### What the task asks
Reproduce word for word, and with nothing else, the part of the lines below that opens with the line containing "Where can the balcony" and closes with the line containing "pixel 256 164", both of those lines included.

__________________________________________________

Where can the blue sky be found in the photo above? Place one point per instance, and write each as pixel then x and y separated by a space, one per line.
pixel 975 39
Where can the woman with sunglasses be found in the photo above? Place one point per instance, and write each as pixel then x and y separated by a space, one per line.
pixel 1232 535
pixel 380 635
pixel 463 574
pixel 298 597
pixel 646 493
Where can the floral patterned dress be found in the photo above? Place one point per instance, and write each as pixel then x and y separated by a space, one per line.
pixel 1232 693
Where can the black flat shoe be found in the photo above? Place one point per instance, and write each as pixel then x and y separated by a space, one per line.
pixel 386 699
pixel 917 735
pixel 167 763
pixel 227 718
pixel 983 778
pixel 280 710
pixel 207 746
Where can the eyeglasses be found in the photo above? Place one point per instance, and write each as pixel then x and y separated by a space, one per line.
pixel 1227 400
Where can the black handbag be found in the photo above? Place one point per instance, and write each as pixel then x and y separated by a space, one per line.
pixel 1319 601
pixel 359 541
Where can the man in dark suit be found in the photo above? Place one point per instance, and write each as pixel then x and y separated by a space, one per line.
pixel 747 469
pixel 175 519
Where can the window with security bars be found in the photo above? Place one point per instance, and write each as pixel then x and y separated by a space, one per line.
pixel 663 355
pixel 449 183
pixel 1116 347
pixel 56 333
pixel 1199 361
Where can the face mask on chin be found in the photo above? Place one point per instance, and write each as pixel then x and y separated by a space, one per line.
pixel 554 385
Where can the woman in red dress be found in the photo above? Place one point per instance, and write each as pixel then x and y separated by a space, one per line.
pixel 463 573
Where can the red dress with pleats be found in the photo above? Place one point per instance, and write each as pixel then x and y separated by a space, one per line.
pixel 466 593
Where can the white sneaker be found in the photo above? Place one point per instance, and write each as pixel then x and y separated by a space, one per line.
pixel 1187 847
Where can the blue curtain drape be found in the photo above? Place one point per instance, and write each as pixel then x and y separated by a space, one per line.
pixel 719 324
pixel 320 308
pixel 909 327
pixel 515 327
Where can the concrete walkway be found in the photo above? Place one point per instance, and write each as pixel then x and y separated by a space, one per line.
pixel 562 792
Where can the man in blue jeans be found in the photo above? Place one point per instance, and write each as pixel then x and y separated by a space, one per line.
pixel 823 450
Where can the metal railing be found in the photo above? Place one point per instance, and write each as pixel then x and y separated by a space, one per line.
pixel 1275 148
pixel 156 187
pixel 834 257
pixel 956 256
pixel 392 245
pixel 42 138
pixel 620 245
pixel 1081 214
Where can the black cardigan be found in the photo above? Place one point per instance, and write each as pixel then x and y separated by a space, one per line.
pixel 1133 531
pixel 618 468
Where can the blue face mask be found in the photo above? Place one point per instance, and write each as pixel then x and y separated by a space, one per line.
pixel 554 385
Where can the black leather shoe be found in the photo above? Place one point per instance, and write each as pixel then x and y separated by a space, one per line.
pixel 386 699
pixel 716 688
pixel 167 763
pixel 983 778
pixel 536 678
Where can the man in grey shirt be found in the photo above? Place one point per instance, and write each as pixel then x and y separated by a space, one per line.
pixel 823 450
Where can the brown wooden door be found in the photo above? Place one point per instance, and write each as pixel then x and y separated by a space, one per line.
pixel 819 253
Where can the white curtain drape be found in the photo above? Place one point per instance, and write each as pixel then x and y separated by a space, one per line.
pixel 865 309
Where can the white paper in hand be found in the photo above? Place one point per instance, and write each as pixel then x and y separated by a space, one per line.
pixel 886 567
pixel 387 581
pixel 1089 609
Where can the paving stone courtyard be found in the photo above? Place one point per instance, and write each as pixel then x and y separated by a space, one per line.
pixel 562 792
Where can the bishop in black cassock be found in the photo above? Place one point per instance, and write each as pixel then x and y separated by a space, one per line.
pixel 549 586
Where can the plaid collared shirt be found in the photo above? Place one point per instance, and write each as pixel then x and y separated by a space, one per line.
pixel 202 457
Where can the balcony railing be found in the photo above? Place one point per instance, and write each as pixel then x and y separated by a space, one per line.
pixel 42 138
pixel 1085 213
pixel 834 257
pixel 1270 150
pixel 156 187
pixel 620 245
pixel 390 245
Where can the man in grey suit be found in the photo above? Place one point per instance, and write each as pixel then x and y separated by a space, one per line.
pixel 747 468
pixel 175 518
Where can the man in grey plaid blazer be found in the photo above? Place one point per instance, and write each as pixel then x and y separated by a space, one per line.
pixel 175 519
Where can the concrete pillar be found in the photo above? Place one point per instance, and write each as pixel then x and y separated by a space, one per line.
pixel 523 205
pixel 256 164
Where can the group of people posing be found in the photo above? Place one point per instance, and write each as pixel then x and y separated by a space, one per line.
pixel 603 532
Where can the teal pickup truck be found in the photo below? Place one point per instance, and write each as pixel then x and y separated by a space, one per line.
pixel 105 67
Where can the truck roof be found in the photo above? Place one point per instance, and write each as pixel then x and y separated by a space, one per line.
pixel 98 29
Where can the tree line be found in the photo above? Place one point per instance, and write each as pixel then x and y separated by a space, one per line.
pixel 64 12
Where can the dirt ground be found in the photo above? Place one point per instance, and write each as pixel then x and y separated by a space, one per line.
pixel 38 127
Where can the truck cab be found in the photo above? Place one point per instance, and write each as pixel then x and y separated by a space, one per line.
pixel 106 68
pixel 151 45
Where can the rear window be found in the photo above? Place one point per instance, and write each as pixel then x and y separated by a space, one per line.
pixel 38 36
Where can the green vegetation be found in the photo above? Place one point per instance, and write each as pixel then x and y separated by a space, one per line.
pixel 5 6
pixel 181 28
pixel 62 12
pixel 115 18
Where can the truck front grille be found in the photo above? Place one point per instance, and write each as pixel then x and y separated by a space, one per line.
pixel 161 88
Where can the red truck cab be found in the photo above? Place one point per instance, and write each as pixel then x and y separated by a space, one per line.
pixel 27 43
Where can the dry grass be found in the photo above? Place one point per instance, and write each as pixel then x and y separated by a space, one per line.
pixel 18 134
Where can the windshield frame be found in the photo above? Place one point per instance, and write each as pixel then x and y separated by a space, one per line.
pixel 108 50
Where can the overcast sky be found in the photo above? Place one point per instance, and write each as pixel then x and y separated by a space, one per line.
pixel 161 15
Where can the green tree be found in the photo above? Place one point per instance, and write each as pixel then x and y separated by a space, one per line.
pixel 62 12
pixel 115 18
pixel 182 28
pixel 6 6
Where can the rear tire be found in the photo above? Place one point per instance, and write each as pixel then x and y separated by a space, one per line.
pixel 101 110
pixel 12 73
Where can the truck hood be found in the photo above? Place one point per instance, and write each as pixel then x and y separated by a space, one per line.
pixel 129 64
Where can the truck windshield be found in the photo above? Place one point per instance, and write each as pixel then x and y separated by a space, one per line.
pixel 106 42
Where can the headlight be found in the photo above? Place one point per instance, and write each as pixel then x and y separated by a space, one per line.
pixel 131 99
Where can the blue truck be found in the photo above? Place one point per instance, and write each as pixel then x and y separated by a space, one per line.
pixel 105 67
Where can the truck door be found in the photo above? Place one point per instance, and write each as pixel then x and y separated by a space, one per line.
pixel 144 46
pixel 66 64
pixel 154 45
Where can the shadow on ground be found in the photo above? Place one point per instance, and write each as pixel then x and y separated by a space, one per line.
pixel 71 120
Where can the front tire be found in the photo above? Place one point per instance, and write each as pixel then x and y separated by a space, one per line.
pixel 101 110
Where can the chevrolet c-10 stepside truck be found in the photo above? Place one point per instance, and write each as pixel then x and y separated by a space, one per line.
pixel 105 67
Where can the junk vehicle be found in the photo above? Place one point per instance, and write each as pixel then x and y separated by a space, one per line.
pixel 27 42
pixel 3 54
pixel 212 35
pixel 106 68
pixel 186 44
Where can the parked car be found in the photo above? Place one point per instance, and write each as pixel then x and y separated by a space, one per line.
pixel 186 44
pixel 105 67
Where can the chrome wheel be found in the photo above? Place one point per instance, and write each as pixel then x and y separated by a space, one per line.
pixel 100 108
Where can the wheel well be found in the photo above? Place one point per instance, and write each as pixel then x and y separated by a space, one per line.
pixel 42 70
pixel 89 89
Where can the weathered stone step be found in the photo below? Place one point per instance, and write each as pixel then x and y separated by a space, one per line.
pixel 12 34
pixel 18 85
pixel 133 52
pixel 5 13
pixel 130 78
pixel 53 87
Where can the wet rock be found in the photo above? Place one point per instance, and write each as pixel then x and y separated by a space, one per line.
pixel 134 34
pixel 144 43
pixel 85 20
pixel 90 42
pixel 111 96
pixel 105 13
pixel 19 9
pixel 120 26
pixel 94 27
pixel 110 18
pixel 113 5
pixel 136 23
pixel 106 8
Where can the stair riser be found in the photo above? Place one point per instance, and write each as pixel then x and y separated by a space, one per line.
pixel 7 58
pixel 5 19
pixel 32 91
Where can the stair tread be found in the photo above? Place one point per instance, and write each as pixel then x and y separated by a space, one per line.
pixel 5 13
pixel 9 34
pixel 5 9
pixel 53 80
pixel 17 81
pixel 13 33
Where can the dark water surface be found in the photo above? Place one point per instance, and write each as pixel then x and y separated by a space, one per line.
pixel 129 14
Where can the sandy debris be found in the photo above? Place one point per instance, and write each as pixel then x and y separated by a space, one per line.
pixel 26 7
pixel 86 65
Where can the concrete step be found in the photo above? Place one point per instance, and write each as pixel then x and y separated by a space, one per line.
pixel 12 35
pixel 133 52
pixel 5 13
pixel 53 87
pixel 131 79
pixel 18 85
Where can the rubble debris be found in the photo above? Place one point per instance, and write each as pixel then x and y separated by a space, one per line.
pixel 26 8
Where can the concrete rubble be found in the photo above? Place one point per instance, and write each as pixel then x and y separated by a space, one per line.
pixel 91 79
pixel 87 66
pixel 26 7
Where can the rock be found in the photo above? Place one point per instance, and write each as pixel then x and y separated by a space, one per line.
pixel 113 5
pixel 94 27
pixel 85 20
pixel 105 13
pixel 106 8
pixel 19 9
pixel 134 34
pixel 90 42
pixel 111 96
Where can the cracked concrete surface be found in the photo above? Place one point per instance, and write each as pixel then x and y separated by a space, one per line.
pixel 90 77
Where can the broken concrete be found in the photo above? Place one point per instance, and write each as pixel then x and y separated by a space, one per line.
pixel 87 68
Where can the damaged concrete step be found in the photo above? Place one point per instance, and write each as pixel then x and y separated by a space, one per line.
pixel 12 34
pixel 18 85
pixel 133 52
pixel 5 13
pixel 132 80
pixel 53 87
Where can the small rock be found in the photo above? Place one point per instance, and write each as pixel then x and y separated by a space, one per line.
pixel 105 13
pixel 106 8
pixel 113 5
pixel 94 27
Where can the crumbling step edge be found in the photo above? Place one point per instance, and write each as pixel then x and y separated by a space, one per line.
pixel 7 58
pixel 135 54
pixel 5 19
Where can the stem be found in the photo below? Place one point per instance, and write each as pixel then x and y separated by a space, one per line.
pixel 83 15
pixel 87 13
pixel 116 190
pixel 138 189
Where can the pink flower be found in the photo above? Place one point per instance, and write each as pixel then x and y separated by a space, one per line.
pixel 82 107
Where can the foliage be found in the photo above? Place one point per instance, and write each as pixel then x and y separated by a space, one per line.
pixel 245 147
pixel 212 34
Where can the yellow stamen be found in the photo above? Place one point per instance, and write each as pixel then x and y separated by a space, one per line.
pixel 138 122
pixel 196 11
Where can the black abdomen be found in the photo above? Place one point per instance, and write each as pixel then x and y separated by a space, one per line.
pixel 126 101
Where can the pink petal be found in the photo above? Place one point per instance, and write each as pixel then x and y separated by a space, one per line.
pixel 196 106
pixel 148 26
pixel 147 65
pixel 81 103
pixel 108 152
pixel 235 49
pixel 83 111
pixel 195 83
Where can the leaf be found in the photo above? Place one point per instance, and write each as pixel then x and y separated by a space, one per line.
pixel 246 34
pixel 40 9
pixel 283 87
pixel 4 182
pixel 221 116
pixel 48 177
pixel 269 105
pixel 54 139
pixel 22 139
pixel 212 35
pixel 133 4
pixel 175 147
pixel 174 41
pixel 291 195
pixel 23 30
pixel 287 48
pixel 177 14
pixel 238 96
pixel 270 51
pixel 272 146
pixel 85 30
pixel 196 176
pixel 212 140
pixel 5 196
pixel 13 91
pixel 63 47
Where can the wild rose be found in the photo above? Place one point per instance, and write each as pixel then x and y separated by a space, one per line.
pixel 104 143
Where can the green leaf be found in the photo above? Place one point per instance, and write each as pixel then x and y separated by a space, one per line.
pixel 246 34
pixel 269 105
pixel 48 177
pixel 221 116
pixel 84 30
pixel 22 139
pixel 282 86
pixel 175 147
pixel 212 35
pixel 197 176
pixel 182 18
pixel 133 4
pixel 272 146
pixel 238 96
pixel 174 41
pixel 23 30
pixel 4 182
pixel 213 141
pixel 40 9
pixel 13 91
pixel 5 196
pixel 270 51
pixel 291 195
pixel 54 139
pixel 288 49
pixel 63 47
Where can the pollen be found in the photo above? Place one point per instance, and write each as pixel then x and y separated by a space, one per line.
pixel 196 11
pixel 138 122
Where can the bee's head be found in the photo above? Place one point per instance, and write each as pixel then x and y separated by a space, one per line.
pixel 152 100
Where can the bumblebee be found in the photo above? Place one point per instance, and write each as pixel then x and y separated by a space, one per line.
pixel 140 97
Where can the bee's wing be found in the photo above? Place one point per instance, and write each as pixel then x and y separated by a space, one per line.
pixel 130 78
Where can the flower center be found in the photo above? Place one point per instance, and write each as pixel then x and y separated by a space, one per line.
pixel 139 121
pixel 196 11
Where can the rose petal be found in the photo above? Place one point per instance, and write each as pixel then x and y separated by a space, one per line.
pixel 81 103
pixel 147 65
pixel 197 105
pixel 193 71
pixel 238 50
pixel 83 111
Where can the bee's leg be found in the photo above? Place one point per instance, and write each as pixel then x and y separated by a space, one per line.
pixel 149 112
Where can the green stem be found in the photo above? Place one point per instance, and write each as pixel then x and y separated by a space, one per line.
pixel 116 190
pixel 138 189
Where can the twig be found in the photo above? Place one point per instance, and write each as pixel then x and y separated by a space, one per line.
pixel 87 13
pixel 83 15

__________________________________________________

### Solved problem
Where can the balcony railing be found in the photo above? Place one point per instance, and write each as pixel then x and y separated by a space, one per line.
pixel 42 138
pixel 1085 213
pixel 834 257
pixel 1270 150
pixel 156 187
pixel 620 245
pixel 390 245
Where can the man in grey suit be found in the photo above? Place one point per instance, and write each as pixel then x and y separated by a space, one per line.
pixel 747 468
pixel 175 518
Where can the man in grey plaid blazer be found in the photo above? Place one point per instance, and write each as pixel then x and y separated by a space, one per line.
pixel 175 519
Where can the concrete pillar be found in the photo above? Place one point per instance, and write each as pixel then x and y separated by a space, one per line.
pixel 523 205
pixel 256 164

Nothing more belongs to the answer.